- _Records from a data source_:
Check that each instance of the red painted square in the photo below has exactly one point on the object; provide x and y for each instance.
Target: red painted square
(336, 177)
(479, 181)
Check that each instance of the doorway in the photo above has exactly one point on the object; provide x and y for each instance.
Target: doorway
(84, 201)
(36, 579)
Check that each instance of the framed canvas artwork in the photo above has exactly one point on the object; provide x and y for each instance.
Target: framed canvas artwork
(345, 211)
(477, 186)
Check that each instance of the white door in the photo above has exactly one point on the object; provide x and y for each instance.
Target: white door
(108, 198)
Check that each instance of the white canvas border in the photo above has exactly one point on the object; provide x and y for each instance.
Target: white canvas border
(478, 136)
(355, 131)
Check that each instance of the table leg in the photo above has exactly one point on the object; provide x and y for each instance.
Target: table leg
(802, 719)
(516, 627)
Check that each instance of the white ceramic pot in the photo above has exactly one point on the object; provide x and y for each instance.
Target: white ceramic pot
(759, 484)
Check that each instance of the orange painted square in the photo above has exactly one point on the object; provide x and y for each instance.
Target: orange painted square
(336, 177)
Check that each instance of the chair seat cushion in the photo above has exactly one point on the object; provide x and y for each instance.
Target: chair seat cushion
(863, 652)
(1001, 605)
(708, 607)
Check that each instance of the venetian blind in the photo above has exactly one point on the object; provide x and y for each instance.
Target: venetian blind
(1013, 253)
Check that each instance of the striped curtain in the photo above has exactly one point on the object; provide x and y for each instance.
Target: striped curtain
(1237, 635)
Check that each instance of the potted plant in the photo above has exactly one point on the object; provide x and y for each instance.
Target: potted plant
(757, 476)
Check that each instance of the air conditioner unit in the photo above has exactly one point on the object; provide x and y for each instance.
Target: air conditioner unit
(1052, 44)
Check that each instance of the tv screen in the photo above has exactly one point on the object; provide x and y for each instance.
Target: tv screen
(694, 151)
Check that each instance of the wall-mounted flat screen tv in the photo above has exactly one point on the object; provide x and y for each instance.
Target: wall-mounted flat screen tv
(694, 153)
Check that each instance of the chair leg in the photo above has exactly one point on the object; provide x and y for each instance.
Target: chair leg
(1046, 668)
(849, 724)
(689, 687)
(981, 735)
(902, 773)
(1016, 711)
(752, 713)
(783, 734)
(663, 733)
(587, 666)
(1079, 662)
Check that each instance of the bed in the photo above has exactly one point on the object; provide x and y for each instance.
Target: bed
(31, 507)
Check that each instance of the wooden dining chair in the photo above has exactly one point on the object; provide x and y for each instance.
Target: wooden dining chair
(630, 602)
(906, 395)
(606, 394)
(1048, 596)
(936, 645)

- _Task to carry out_:
The expected response is every record, reproduced word for word.

- _Answer for the task_:
Check that each instance of the red painted square in the photo below has exactly one point on the object; provide x and y for each instance.
Target: red painted square
(336, 177)
(479, 181)
Check that each instance of the doorway in the photo above has exactly one point on the object; provide x and y for each instance.
Target: doorway
(84, 201)
(36, 579)
Check that each instance of the framed canvas artwork in the photo above has exactly one point on the object; provide x and y for each instance.
Target: framed canvas artwork
(345, 211)
(477, 186)
Check that each instance of the white door in the photo above has exactly one point on the object; provide x and y for each instance.
Target: white door
(108, 198)
Check that each instance of the white canvas border in the photo above has exactly one point on the object; provide x and y for each instance.
Target: white canvas border
(478, 136)
(355, 131)
Check that each instance of the table leg in the photo above has exactly one point on the object; provide x and y for each instance.
Target: table leg
(802, 719)
(516, 627)
Check that each instance of the white ceramic pot in the photo above has exactly one point on the object; provide x and y for each instance.
Target: white ceramic pot
(759, 484)
Check that each instance of the orange painted square in the photo above has exactly one point on the object; provide x and y for each instance.
Target: orange painted square
(336, 177)
Check that each instance of the chair seat cushion in the photo above has exactly one point on the object; provide x and y for each instance.
Target: chair seat cushion
(863, 652)
(1001, 605)
(708, 607)
Check that each instance of the venetian blind in the photo above has exactly one point on the object; provide x and y for each instance.
Target: venetian blind
(1013, 253)
Check that each instance of the striped curtain in the photo above has exactly one point on the object; provide x and y for each instance.
Target: striped curtain
(1237, 635)
Check that each instance of the potted plant in the photo above has exactly one point on the object; provide x and y for each instance.
Target: potted plant
(757, 476)
Check that each instance of the air conditioner unit in the photo above has exactly one point on the object; provide x and y for each instance.
Target: air conditioner unit
(1052, 44)
Check that each instance of the tv screen in the photo above has exactly one point on the object; provide x and y for each instance.
Target: tv screen
(694, 151)
Check that each instance of the wall-mounted flat screen tv in the photo above has exactly one point on the object; provide x and y for each instance.
Target: wall-mounted flat screen tv
(694, 153)
Check that each instance of the chair leg in the photo above has exactly one point on the object; provide x and y for each instance.
Target: chair leg
(1046, 668)
(849, 724)
(689, 687)
(981, 735)
(902, 773)
(1016, 711)
(752, 713)
(783, 734)
(663, 733)
(587, 666)
(1079, 662)
Check that each instance of the bed in the photo above has exactly one point on the object; provide x and y for each instance.
Target: bed
(31, 507)
Check that each instance of the wooden dining chair in the photo above has exactly one point on the object; provide x and y for each instance.
Target: wooden dining chair
(630, 602)
(906, 395)
(606, 394)
(1048, 596)
(936, 645)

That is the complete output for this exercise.